══ EXERCISE DATA ══

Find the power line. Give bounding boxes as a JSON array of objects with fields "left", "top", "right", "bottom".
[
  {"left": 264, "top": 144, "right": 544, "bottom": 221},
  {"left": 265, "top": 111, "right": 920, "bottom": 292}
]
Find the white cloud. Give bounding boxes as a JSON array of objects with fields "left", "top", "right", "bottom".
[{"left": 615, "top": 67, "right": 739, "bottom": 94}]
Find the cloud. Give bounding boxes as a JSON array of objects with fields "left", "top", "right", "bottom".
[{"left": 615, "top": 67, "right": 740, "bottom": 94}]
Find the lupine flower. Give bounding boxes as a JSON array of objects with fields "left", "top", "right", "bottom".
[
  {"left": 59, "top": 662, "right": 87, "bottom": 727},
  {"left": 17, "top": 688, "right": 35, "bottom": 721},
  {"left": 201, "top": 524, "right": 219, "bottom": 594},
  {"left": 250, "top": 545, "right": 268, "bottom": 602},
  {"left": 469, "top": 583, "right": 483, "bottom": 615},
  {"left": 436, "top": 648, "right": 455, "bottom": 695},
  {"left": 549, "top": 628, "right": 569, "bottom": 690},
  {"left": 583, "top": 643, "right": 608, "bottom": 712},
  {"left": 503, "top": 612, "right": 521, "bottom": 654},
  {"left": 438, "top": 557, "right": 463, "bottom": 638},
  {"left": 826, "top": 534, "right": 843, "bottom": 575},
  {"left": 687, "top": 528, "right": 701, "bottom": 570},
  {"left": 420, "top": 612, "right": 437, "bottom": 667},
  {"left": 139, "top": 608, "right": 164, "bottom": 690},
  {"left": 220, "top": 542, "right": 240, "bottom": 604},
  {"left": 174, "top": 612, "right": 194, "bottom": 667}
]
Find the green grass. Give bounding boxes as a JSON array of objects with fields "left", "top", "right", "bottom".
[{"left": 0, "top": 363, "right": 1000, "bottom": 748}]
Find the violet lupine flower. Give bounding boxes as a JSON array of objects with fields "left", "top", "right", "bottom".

═══
══ EXERCISE DATA ══

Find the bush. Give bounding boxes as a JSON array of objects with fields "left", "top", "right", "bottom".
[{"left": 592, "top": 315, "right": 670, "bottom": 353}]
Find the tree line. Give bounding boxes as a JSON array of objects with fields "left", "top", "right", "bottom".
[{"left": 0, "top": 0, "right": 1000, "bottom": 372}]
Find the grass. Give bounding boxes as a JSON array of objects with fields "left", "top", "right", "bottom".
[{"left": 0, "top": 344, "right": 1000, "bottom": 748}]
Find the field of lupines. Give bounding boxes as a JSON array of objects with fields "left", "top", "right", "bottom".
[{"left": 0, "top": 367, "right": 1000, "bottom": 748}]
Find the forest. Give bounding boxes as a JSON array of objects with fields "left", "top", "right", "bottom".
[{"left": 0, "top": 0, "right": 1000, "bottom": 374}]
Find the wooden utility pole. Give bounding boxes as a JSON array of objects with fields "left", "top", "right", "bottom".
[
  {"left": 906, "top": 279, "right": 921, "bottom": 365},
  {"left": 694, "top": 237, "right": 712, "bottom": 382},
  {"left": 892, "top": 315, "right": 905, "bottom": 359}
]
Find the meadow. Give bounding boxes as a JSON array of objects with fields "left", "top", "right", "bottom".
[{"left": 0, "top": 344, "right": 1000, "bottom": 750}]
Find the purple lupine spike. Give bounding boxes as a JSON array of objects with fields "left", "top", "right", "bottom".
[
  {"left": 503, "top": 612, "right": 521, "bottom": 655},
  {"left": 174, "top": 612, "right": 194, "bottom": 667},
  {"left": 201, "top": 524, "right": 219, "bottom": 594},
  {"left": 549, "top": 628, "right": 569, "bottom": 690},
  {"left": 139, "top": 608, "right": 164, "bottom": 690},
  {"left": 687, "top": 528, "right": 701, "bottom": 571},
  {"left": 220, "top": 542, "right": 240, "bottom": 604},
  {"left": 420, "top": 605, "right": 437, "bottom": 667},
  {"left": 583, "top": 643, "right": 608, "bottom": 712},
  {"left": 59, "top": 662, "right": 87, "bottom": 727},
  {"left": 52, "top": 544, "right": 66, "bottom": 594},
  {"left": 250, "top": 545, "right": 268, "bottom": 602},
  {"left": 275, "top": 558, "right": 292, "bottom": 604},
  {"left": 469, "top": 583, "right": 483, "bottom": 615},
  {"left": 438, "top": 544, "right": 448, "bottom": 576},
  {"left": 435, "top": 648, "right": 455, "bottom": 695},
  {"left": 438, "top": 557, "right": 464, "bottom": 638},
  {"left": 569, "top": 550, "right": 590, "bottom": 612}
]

═══
══ EXERCISE DATA ══

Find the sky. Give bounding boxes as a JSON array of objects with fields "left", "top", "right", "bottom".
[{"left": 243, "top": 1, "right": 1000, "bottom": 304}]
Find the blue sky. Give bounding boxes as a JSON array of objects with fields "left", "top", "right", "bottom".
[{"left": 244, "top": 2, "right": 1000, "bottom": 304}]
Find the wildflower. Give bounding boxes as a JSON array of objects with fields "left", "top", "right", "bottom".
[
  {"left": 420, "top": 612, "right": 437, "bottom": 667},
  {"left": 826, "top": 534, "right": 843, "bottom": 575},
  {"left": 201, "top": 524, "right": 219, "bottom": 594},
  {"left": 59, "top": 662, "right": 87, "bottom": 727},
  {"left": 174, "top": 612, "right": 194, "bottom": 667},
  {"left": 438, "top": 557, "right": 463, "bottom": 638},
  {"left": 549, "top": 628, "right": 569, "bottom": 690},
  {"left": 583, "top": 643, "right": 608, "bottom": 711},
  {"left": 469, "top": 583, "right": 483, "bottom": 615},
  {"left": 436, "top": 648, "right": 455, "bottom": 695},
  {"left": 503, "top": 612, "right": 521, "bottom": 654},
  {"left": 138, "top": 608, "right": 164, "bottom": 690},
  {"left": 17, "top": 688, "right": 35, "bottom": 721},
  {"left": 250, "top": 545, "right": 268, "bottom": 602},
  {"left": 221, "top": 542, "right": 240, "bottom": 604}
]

═══

▶ DESCRIPTION OF THE TASK: Return each line of the material above that contains the string "grass", copied unchanged.

▶ EXERCISE OUTPUT:
Find the green grass. Give bounding boxes as a JSON array of objects with fields "left", "top", "right", "bottom".
Find the grass. Give bounding boxes as a JSON array of objects with fields "left", "top", "right", "bottom".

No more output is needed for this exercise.